## Given request:
Render as a Markdown table the lines from the one containing "Reviewer note: see that each instance of the stone monument" through the final line below, both ends included, with blank lines omitted. Use two columns, Row and Line, numbering each row.

(Excerpts from point annotation lines)

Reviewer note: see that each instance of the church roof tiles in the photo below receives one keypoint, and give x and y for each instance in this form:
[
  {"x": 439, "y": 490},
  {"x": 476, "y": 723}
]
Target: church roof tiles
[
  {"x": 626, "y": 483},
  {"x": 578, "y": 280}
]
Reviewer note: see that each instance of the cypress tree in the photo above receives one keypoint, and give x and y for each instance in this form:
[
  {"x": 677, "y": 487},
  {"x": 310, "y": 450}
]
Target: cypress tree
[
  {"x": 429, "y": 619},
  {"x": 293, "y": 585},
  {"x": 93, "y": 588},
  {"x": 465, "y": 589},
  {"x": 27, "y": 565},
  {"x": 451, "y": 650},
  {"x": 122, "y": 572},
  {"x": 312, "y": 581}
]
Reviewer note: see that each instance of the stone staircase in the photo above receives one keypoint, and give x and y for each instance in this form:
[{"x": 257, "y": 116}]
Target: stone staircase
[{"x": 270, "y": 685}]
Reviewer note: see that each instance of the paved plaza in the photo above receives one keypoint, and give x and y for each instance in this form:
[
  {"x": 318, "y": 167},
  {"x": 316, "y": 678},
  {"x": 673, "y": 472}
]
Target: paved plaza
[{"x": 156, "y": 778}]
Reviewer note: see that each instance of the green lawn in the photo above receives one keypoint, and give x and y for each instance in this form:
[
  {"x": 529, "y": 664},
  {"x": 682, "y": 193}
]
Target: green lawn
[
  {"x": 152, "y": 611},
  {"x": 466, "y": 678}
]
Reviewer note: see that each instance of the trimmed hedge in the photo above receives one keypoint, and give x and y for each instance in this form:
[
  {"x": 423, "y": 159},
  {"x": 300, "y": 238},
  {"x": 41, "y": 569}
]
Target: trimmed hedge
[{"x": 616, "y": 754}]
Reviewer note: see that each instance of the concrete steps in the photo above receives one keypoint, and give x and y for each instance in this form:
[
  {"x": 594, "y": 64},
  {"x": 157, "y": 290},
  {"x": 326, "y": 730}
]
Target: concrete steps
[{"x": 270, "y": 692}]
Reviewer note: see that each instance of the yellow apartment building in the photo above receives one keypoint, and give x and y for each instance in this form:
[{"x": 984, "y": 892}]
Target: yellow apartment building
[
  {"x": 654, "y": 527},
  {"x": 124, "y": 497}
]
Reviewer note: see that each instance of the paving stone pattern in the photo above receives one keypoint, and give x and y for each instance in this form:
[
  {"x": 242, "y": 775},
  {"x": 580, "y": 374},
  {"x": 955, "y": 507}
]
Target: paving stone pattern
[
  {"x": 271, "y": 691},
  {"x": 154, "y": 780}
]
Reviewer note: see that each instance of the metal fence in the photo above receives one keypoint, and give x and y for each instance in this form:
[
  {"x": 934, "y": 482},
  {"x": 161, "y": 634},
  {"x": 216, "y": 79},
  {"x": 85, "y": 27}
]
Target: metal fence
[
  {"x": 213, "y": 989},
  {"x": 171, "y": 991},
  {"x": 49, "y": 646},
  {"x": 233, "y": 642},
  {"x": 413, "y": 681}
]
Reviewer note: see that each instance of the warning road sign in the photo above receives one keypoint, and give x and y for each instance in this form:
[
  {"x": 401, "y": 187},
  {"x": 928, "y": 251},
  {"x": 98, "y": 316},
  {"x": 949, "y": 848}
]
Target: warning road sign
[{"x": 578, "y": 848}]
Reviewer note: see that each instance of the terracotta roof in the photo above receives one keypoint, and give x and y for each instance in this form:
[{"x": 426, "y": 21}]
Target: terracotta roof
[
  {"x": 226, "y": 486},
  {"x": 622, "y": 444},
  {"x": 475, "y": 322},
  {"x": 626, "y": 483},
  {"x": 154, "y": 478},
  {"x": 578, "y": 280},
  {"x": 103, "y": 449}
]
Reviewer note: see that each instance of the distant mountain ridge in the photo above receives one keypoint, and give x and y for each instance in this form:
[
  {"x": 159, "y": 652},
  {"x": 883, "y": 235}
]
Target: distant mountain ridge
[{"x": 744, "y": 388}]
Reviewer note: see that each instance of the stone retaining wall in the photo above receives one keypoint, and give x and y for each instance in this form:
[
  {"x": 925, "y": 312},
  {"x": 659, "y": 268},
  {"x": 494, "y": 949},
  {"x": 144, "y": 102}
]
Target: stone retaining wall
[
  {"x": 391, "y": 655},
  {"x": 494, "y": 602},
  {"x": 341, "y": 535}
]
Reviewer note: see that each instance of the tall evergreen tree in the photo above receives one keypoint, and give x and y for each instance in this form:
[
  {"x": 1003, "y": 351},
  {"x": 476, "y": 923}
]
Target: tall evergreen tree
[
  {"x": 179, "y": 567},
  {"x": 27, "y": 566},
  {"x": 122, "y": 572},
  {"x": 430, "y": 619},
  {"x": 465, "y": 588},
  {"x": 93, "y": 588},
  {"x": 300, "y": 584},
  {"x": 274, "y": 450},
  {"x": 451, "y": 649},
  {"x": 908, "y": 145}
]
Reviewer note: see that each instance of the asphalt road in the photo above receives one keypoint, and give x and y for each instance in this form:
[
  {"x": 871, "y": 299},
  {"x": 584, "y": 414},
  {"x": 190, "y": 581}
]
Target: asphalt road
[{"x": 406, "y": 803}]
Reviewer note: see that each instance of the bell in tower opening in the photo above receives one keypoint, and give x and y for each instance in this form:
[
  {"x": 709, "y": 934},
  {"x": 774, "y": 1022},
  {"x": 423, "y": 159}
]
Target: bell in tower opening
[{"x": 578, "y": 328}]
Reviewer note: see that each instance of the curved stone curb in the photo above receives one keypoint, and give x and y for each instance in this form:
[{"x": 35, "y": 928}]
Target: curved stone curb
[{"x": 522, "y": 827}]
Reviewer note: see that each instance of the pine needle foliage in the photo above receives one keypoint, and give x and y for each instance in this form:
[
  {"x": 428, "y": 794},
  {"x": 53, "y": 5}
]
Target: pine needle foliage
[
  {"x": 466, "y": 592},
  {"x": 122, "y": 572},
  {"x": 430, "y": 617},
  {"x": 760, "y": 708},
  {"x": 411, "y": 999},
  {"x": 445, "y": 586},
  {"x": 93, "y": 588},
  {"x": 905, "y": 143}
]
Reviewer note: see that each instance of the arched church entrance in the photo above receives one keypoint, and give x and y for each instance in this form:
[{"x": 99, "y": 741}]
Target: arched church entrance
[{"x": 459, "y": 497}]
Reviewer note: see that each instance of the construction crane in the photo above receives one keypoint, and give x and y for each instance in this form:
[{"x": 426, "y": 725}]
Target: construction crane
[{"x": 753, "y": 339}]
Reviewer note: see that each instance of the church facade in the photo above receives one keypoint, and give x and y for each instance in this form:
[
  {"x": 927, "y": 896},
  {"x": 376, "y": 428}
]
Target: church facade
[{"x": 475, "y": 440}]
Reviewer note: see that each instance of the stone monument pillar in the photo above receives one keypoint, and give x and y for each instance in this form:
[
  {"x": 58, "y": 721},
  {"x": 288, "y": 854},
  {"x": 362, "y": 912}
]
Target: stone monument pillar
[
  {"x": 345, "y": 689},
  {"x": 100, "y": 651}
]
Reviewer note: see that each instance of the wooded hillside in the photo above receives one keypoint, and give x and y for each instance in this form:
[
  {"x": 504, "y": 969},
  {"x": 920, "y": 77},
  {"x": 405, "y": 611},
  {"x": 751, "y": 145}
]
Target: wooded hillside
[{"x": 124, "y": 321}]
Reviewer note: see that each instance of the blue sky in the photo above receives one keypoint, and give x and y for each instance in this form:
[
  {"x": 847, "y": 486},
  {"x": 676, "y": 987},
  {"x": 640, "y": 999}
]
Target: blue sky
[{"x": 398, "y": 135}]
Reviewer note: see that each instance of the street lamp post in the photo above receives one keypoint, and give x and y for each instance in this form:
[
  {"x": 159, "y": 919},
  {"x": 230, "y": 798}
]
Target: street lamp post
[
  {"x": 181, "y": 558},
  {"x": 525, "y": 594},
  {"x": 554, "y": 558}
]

## Exercise answer:
| Row | Line |
|---|---|
| 1 | Reviewer note: see that each instance of the stone monument pillar in the photo above receives one keypoint, and give x and y for each instance in this form: |
| 2 | [ |
| 3 |   {"x": 58, "y": 721}, |
| 4 |   {"x": 288, "y": 854}, |
| 5 |   {"x": 362, "y": 912} |
| 6 | ] |
| 7 | Target: stone monument pillar |
| 8 | [ |
| 9 |   {"x": 345, "y": 689}, |
| 10 |   {"x": 100, "y": 651} |
| 11 | ] |
| 12 | Reviewer note: see that each instance of the wooded hillside in the photo above receives one keypoint, and give x and y for each instance in this form: |
| 13 | [ |
| 14 |   {"x": 504, "y": 969}, |
| 15 |   {"x": 920, "y": 77}, |
| 16 |   {"x": 405, "y": 611}, |
| 17 |   {"x": 751, "y": 145} |
| 18 | ] |
| 19 | Target: wooded hillside |
| 20 | [{"x": 124, "y": 321}] |
| 21 | Reviewer note: see that each instance of the blue sky in the photo above receives one keypoint, and give x and y for each instance in this form: |
| 22 | [ |
| 23 |   {"x": 847, "y": 486}, |
| 24 |   {"x": 676, "y": 987}, |
| 25 |   {"x": 640, "y": 999} |
| 26 | ] |
| 27 | Target: blue sky |
| 28 | [{"x": 398, "y": 135}] |
| 29 | Reviewer note: see that each instance of the street lamp post in the photo above receives one keypoint, and give x and y for each instance in this form: |
| 30 | [ |
| 31 |   {"x": 159, "y": 919}, |
| 32 |   {"x": 230, "y": 798} |
| 33 | ] |
| 34 | Target: street lamp post |
| 35 | [ |
| 36 |   {"x": 181, "y": 558}, |
| 37 |   {"x": 525, "y": 594}, |
| 38 |   {"x": 554, "y": 558} |
| 39 | ] |